Natural language region descriptions
....

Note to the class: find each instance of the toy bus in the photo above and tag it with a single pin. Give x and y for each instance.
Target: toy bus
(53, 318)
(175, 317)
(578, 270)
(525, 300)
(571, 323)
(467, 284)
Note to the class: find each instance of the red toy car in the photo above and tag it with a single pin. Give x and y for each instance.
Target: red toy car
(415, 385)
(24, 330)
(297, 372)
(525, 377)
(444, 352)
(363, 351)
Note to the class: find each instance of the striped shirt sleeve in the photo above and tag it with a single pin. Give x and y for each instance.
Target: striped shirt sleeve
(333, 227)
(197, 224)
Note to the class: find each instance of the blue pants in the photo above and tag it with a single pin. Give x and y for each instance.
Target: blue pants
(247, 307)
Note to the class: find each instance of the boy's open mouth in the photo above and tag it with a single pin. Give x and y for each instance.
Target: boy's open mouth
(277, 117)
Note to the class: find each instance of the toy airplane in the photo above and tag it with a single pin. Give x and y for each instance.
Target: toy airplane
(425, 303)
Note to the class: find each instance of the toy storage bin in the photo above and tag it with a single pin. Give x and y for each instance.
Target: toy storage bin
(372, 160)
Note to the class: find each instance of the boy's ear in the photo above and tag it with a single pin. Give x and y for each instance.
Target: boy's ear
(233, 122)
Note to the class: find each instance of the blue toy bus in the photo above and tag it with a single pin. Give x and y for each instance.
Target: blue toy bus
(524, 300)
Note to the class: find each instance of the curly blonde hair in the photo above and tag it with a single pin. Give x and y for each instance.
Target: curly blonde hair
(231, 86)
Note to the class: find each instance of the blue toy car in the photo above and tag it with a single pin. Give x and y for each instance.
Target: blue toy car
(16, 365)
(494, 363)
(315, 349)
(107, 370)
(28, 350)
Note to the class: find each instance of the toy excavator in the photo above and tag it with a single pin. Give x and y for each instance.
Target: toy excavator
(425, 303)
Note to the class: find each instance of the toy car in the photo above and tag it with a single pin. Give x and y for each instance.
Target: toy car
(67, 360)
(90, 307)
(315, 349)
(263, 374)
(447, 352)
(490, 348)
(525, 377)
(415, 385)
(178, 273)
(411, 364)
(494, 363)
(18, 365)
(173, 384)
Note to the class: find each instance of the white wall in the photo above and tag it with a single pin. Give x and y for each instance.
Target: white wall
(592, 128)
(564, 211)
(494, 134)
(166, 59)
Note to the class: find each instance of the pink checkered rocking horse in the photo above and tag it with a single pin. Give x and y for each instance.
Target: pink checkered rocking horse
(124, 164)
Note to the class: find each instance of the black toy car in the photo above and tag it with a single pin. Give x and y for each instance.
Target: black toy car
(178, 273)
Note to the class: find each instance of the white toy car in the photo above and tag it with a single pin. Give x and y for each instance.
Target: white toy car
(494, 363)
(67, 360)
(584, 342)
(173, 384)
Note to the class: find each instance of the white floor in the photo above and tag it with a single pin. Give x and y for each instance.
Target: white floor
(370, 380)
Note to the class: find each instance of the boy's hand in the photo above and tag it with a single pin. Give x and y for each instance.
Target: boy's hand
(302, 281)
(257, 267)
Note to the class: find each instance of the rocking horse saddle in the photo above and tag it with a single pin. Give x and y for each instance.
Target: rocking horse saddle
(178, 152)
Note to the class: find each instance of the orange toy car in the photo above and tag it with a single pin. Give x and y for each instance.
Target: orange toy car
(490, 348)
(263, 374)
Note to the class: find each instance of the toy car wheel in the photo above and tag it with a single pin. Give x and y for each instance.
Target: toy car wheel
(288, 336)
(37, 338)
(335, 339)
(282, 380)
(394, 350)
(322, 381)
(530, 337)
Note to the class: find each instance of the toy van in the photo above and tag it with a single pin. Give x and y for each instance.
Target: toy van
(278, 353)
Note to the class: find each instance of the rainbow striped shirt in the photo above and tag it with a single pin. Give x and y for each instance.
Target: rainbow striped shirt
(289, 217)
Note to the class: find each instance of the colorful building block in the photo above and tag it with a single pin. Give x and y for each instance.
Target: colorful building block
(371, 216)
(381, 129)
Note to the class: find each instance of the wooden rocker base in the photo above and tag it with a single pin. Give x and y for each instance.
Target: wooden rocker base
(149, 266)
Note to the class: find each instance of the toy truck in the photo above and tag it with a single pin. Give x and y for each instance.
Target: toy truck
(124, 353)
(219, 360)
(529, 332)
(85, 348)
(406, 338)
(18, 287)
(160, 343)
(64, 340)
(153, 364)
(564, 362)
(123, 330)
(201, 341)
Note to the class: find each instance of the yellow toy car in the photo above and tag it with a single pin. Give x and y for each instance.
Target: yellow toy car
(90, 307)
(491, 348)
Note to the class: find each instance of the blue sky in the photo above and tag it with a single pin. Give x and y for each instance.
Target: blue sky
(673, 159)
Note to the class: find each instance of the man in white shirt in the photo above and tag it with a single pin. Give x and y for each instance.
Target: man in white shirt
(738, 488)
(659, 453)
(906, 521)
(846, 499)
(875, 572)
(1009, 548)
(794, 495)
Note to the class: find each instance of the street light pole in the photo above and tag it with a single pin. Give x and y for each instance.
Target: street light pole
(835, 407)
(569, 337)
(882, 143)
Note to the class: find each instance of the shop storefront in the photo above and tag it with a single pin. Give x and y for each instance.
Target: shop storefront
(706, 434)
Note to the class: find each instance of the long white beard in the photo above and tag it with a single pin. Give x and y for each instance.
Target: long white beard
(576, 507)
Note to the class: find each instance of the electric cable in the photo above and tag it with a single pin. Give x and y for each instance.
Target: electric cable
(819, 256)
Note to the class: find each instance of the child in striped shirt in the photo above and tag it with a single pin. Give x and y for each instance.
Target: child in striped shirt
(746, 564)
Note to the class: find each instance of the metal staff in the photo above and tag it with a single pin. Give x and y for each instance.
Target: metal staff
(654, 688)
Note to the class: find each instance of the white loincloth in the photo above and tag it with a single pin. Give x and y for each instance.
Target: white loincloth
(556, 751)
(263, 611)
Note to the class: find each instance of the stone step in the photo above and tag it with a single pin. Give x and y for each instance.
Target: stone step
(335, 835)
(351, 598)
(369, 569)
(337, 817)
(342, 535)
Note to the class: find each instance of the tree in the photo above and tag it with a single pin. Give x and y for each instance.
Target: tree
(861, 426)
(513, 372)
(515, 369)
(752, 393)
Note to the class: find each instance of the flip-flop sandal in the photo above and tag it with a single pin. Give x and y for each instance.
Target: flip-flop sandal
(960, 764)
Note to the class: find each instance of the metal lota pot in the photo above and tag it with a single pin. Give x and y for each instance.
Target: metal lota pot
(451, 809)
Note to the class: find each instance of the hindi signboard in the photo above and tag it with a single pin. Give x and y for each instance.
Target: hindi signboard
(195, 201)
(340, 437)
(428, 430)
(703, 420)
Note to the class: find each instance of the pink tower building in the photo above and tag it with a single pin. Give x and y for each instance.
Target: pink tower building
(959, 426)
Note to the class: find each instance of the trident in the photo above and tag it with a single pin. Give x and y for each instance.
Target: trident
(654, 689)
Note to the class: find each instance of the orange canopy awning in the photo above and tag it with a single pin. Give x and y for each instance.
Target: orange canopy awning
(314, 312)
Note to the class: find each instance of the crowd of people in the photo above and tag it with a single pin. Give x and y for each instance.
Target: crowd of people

....

GOAL OF THE EXERCISE: Your task is to write out, exactly, the line that holds "Note to the class: find each instance of the crowd" and every line after it until the records end.

ANSWER TO THIS TASK:
Note to the class: find each instance of the crowd of people in the photo above and tag it with a single pin. Give x and y for each instance.
Target: crowd of people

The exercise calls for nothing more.